Assigned task: Print only the lines below, from the very first to the one containing "Question. For every instance of the vegetation", exactly as they stand. Do not print pictures.

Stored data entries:
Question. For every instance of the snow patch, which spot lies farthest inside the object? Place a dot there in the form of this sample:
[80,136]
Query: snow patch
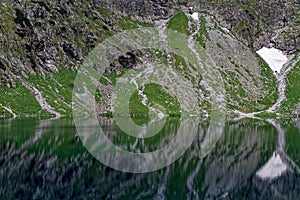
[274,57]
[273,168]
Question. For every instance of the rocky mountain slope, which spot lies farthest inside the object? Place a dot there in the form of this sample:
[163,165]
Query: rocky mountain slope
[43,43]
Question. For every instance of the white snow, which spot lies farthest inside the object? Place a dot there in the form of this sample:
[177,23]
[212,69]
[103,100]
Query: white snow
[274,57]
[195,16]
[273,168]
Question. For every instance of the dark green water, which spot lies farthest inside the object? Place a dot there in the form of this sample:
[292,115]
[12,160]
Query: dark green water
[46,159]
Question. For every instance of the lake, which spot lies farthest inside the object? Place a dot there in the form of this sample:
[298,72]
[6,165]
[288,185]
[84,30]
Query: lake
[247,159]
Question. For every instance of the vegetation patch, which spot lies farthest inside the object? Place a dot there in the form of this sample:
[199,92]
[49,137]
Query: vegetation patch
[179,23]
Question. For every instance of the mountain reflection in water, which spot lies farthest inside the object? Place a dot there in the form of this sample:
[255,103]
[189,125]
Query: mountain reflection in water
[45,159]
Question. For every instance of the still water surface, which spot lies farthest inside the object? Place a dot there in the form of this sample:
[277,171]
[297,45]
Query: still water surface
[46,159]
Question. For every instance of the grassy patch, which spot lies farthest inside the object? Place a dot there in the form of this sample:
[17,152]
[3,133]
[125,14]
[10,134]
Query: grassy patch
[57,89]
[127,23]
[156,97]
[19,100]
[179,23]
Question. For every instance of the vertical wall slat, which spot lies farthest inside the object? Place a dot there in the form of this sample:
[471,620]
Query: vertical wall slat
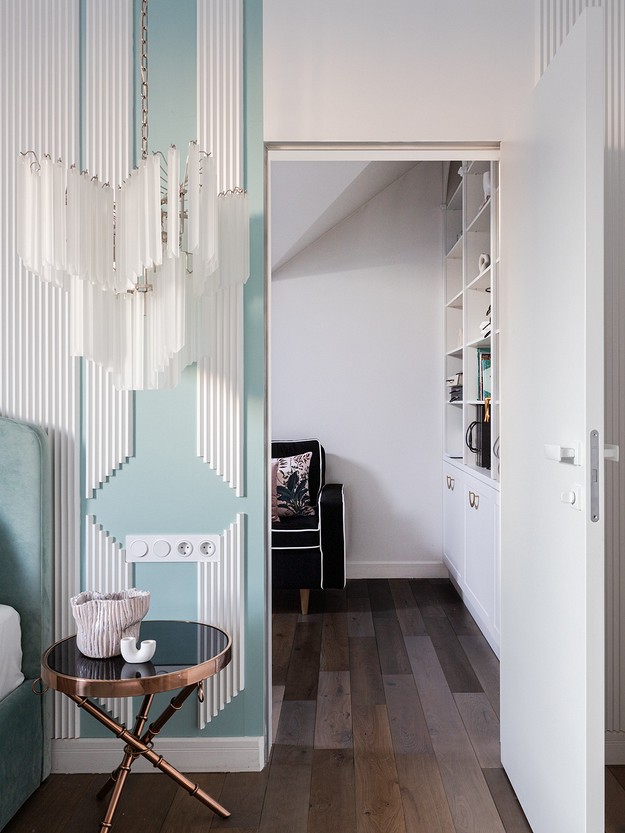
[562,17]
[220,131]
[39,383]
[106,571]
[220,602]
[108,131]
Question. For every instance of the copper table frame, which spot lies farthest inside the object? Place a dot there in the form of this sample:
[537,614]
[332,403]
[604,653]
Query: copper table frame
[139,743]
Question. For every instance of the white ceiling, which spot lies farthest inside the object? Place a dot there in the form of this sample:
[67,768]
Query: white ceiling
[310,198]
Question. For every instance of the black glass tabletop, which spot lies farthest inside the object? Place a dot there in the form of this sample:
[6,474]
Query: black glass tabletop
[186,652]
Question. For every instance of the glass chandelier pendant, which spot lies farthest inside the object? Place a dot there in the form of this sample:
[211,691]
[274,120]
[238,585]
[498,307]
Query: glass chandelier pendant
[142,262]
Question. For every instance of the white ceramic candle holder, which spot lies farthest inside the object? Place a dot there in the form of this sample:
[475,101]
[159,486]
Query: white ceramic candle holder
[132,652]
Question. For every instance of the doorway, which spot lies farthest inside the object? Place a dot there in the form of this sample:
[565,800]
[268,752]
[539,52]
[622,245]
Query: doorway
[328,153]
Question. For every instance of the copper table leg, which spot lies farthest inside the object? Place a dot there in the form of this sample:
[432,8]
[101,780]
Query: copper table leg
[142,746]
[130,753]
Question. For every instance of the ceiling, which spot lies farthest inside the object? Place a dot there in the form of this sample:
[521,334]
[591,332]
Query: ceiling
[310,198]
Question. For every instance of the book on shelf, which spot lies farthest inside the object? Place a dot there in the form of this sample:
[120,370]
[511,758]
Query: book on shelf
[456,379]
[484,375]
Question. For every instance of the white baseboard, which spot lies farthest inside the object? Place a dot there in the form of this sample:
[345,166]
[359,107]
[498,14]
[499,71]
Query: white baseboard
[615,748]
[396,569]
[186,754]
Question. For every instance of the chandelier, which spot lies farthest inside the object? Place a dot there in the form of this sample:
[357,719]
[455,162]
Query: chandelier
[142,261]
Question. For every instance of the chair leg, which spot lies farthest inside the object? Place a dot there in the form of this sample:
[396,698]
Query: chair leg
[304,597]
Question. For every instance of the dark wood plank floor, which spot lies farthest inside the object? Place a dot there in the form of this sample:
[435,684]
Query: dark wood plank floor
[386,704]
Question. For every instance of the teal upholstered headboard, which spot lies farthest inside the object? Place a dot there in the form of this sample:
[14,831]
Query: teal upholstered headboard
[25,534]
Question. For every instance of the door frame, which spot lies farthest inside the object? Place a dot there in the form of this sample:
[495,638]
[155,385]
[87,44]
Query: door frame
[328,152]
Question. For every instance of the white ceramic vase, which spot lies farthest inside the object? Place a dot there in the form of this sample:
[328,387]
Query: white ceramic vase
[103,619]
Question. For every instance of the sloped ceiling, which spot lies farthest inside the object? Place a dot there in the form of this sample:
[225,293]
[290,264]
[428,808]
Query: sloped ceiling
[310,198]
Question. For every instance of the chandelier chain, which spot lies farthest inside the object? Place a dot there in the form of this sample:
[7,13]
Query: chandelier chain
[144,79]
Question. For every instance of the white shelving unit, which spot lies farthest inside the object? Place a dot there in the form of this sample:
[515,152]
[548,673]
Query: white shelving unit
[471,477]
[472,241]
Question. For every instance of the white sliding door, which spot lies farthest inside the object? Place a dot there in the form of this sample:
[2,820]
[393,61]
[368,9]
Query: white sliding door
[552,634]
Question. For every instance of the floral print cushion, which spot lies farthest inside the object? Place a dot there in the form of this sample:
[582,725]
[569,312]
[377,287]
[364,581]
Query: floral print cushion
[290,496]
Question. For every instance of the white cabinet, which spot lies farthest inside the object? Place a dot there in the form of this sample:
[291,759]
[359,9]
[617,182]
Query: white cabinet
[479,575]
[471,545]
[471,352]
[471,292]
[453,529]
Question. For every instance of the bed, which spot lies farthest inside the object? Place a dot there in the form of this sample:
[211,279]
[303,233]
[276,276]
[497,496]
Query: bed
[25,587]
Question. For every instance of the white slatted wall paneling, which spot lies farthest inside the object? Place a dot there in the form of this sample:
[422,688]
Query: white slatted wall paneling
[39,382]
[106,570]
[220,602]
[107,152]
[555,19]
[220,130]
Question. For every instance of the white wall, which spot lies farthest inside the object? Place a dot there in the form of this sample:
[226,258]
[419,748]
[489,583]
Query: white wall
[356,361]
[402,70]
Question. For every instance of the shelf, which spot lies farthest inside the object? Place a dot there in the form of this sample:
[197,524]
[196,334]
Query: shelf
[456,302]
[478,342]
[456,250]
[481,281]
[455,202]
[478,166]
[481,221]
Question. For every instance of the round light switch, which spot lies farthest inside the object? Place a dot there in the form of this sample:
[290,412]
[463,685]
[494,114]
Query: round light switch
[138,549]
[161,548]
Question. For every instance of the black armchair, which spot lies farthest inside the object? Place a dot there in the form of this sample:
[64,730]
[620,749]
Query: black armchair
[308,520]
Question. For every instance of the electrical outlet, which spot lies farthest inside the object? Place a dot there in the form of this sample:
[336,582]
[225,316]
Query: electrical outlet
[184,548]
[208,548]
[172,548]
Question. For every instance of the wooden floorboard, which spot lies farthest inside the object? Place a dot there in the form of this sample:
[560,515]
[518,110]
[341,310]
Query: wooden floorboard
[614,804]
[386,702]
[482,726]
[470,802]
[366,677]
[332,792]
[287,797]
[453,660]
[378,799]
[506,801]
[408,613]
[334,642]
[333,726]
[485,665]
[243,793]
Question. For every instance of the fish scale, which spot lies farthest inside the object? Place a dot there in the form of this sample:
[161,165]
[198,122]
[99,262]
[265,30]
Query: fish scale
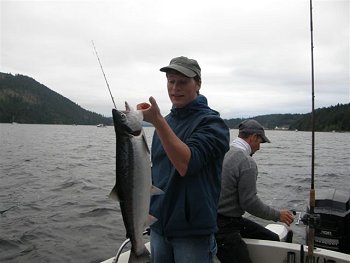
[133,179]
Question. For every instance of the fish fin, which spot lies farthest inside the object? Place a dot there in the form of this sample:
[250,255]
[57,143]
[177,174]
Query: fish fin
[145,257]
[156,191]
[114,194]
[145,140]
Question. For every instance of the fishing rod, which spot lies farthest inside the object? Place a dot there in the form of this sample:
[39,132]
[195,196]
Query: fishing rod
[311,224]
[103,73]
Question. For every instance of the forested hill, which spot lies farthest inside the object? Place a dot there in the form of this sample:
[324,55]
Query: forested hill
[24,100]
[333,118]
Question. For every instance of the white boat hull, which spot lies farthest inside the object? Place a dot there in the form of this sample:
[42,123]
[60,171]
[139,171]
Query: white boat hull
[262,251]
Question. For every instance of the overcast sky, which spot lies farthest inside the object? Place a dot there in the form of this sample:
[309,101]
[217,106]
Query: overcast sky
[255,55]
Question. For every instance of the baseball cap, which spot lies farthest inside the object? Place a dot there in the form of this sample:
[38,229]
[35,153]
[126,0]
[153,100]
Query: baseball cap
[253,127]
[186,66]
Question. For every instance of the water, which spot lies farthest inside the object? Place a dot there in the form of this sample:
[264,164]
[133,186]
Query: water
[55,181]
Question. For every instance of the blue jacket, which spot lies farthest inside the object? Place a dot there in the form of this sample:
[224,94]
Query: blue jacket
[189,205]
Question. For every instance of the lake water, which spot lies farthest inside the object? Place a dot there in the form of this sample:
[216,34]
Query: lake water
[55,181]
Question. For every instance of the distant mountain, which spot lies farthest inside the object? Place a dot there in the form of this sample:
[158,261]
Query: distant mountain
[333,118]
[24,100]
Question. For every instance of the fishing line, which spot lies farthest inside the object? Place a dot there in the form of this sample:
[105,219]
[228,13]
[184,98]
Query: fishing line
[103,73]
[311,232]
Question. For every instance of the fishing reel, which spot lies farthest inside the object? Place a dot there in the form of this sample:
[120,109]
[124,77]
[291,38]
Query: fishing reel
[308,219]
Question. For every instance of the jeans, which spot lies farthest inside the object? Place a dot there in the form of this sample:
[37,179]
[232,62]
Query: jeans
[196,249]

Your response:
Question. For every instance of the snow patch, which spot lies farthest inside the object? Place a dot there in the form of this sample:
[80,136]
Query: snow patch
[274,57]
[273,168]
Question. For every instance of the rocky mountain slope, which spot lies farthest inside the object? Place a dot there in the form of this sample:
[163,165]
Query: rocky mountain slope
[43,43]
Question. For every instance of the white snow, which spot lies farthest inside the object? Place a dot there in the form of this sample:
[177,23]
[212,69]
[103,100]
Query: white snow
[274,57]
[195,16]
[273,168]
Question. For every instance of the dark green water, which spot lies farthest inside the object? Place a dot there in the form of this sample:
[292,115]
[12,160]
Query: dark green water
[46,159]
Question. For every instance of the lake, which spot lies farthest inside the object? Place a dot there in the form of this sample:
[298,72]
[6,165]
[288,185]
[84,30]
Query: lake
[247,159]
Question. For every instance of the vegetation patch, which spot lies farthest inside the object? Place a dot there in the form of this sample:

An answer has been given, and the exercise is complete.